— Begin RECORDS FOR PROCESSING —

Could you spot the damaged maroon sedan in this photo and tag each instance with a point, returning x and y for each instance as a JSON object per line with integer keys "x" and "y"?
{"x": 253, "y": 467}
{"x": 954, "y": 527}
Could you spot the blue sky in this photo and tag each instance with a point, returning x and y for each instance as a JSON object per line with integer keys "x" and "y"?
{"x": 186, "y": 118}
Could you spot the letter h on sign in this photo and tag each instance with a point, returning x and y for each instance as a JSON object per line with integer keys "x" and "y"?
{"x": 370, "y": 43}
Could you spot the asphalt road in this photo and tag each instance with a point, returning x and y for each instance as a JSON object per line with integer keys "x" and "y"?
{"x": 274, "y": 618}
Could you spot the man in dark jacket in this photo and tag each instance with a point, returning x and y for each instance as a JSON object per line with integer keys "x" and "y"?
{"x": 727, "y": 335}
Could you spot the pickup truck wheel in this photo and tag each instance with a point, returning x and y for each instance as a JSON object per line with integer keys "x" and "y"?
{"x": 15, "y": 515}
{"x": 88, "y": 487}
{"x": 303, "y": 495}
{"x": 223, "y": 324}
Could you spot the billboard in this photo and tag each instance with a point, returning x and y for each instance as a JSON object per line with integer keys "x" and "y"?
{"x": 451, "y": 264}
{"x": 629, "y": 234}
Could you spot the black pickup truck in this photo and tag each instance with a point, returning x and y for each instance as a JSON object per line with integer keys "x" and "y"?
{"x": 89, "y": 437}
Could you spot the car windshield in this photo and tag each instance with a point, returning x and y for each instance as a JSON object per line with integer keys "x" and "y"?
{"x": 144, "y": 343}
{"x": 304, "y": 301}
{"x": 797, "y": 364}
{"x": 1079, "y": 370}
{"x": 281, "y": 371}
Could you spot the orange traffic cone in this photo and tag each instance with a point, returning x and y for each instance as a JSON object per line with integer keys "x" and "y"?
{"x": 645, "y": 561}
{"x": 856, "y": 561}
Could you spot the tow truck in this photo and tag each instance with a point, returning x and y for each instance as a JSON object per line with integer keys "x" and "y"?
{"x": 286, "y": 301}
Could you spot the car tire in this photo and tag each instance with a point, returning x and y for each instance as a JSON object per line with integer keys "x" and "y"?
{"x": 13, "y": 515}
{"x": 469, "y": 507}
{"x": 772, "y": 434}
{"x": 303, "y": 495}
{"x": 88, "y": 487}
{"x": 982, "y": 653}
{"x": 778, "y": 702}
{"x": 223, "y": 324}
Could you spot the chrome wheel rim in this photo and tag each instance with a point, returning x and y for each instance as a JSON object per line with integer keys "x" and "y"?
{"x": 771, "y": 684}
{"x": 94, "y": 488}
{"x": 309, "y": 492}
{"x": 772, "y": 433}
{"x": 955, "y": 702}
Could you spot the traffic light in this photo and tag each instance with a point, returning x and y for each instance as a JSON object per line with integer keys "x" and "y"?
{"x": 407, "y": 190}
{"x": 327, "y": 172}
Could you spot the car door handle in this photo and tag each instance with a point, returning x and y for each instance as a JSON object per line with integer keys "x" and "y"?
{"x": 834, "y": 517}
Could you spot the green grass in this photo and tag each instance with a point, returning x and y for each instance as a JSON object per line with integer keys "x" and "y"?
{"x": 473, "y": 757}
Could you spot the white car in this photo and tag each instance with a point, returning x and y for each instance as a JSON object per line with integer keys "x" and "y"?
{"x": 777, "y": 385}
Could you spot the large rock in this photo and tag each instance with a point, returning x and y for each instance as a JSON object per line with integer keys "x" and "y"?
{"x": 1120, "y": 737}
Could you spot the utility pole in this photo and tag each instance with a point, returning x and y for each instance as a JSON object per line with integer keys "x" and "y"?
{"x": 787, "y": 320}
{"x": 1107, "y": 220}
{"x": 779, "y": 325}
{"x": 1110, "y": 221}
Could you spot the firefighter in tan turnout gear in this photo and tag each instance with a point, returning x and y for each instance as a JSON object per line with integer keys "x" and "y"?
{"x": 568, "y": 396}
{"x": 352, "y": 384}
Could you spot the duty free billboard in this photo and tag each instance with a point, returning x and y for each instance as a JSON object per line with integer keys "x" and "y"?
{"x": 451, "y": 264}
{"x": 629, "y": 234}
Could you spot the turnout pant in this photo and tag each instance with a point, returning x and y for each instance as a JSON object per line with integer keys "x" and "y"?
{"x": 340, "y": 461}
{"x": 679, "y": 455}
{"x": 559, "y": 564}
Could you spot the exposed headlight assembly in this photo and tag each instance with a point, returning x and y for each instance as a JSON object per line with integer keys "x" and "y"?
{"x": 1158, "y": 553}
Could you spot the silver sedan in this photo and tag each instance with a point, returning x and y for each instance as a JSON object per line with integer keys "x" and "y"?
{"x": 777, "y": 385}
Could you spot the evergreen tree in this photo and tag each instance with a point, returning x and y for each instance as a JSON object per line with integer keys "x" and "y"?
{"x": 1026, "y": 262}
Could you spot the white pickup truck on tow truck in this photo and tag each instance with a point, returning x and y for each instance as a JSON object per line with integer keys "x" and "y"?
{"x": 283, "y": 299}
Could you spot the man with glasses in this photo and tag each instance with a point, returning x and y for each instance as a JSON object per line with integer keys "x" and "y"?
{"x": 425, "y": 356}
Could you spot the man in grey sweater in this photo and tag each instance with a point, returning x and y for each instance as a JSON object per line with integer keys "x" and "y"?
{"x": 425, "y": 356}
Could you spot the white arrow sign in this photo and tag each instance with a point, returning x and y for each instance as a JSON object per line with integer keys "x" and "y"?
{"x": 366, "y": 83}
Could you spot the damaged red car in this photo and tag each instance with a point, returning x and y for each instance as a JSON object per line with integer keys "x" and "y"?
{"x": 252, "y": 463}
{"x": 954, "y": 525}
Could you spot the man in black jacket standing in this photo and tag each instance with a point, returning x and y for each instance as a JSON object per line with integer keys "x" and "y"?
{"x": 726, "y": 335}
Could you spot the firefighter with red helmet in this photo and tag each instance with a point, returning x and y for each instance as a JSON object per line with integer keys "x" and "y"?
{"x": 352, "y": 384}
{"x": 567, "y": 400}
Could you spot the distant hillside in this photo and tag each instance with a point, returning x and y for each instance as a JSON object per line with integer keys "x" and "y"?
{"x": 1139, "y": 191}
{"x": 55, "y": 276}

— End RECORDS FOR PROCESSING —

• EXERCISE:
Without omitting anything, output the entries exactly.

• FULL ANSWER:
Could you spot the damaged maroon sedan in this photo and tag each instance with a point, returning x and y for each instance as a JSON object per line with integer keys "x" and "y"?
{"x": 253, "y": 467}
{"x": 954, "y": 527}
Could you spot the blue sky in this photo and tag each instance with a point, returning x and y for each instance as a JSON object per line with integer keys "x" and "y"?
{"x": 186, "y": 118}
Could you spot the letter h on sign in this photo and tag each instance with a point, returning x and y for each instance as a JSON object per line with integer keys "x" and "y"?
{"x": 370, "y": 43}
Could you spot the asphalt road in this photo and tag each instance with a point, returning x and y for each instance as a JSON object per line with integer keys "x" and "y"?
{"x": 274, "y": 618}
Could you spot the man in dark jacket in this photo and tag each instance with a point, returning x and y for each instance as a JSON object per line with integer keys "x" and "y"?
{"x": 727, "y": 335}
Could you spot the pickup truck wheel in this photo and tag each instance with a point, returning x and y for each instance as a JSON object per line with integer keys "x" and "y"?
{"x": 15, "y": 515}
{"x": 88, "y": 487}
{"x": 303, "y": 495}
{"x": 223, "y": 324}
Could you spot the billboard in this photo and tag each instance with a point, returning x and y for each instance as a JSON object per line with integer keys "x" and "y"?
{"x": 451, "y": 264}
{"x": 629, "y": 234}
Could you spot the black pickup truck in this photo and tag each instance with a point, returning x and y for each instance as a JSON object per line with integer keys "x" and "y"?
{"x": 89, "y": 437}
Could you spot the car windshield in this photo and tag each instance with a point, returning x and y for each instance as a JSON object per line with integer keys "x" and "y"?
{"x": 144, "y": 343}
{"x": 304, "y": 301}
{"x": 797, "y": 364}
{"x": 1079, "y": 370}
{"x": 281, "y": 371}
Could you spot the orange traffic cone in this photo and tag each instance with a point, returning x and y for each instance as a JSON object per line with integer keys "x" and "y"?
{"x": 645, "y": 561}
{"x": 856, "y": 561}
Could you spot the tow truck in this photo and tag each instance with a point, returning x and y for each instance as a JSON object per line with integer keys "x" and "y"?
{"x": 286, "y": 301}
Could you spot the car tire in this photo and tag each instance with a point, returning x and y for each instance as a JSON object per line with integer keys "x" and "y"?
{"x": 13, "y": 515}
{"x": 469, "y": 507}
{"x": 772, "y": 434}
{"x": 303, "y": 495}
{"x": 88, "y": 487}
{"x": 982, "y": 653}
{"x": 778, "y": 702}
{"x": 223, "y": 324}
Could you spot the chrome wheel rim in this photo and tag each instance with a point, returning x and y for each instance as a JSON object per line with integer keys "x" and "y"?
{"x": 771, "y": 684}
{"x": 94, "y": 488}
{"x": 309, "y": 492}
{"x": 772, "y": 433}
{"x": 955, "y": 702}
Could you spot the traffic light in this photo and tag each instance with a point, returning x and y for each instance as a JSON object per line with integer keys "x" and "y"?
{"x": 407, "y": 190}
{"x": 327, "y": 172}
Could you spot the car door handle in this photo and tag each instance with a point, returning x and y for each instance as a JSON object per line with integer keys "x" and "y"?
{"x": 834, "y": 517}
Could you spot the green grass in this photo and tag each instance with a point, returning x and y for each instance as a JSON object per line with integer keys "x" and "y"?
{"x": 473, "y": 757}
Could you spot the white car in this photo and tag each instance with a point, returning x and y for each instance as a JSON object per line with integer keys "x" and "y"?
{"x": 777, "y": 385}
Could you spot the large rock in this photo and tag each instance with a point, returning x and y for each instance as a JSON object per line with integer keys "x" and "y"?
{"x": 1120, "y": 737}
Could you spot the utility pole in this photo and tag each instance with a point, returning x and y for each instance as a JSON object per line with integer keys "x" and "y"?
{"x": 787, "y": 320}
{"x": 1107, "y": 220}
{"x": 779, "y": 325}
{"x": 1110, "y": 221}
Could you spot the firefighter in tan turnout gear in this photo and tag each instance with a point, returning x and y for each instance as a JSON object per line with integer keys "x" and "y"?
{"x": 568, "y": 396}
{"x": 352, "y": 384}
Could you spot the duty free billboard in this photo and tag each instance with a point, returning x and y for each instance as a JSON object per line with integer keys "x" and "y"?
{"x": 451, "y": 264}
{"x": 629, "y": 234}
Could you spot the turnout pant in this photo and tag each instance with a point, returning x and y for each instance as a JSON object per line with integer keys "x" and "y"?
{"x": 340, "y": 461}
{"x": 679, "y": 455}
{"x": 559, "y": 564}
Could you spot the exposed headlight assembly in this photo and tag each instance with a point, returning x and y for each instance as a JSON object per line with integer keys "x" and "y"?
{"x": 1158, "y": 553}
Could you spot the silver sedan in this photo and tag each instance with a point, returning x and y for each instance as a JSON object per line with integer keys "x" and "y"?
{"x": 777, "y": 385}
Could you spot the evergreen tree in this photo and tag each instance with a point, returning x and y for each instance as a JSON object per line with integer keys "x" and "y"?
{"x": 1026, "y": 262}
Could you spot the white pickup truck on tow truck in this photo and tag each instance with a point, returning x and y for each instance as a JSON object per line with integer keys "x" and "y"?
{"x": 283, "y": 299}
Could you spot the man with glasses in this photo and tag each instance with a point, returning x and y for each instance as a JSON object per line with integer keys "x" and "y"?
{"x": 425, "y": 356}
Could you spot the man in grey sweater in this photo and tag each instance with a point, returning x and y for each instance as a JSON object per line with integer keys "x" and "y"?
{"x": 425, "y": 356}
Could you spot the white arrow sign in this photo and tag each instance with a point, returning x and y for each instance as a JSON object per line with integer keys "x" and "y"?
{"x": 366, "y": 83}
Could you spot the damaged red car in this photo and tag each instance with a point, returning x and y for each instance as a JSON object per line with integer keys "x" and "y"?
{"x": 252, "y": 463}
{"x": 954, "y": 525}
Could you spot the man in black jacket standing in this photo and tag each instance with a point, returning x and y for each instance as a JSON object per line with integer keys "x" and "y"?
{"x": 726, "y": 335}
Could you spot the firefighter with red helmet in this photo and tag each instance with a point, returning x and y for each instance as a JSON object per line with integer keys "x" and "y"?
{"x": 352, "y": 384}
{"x": 567, "y": 400}
Could you spot the distant hillside in this photo and tag each instance with a point, returning x and y for each instance as a JSON object per line with integer keys "x" and "y"?
{"x": 1139, "y": 191}
{"x": 55, "y": 276}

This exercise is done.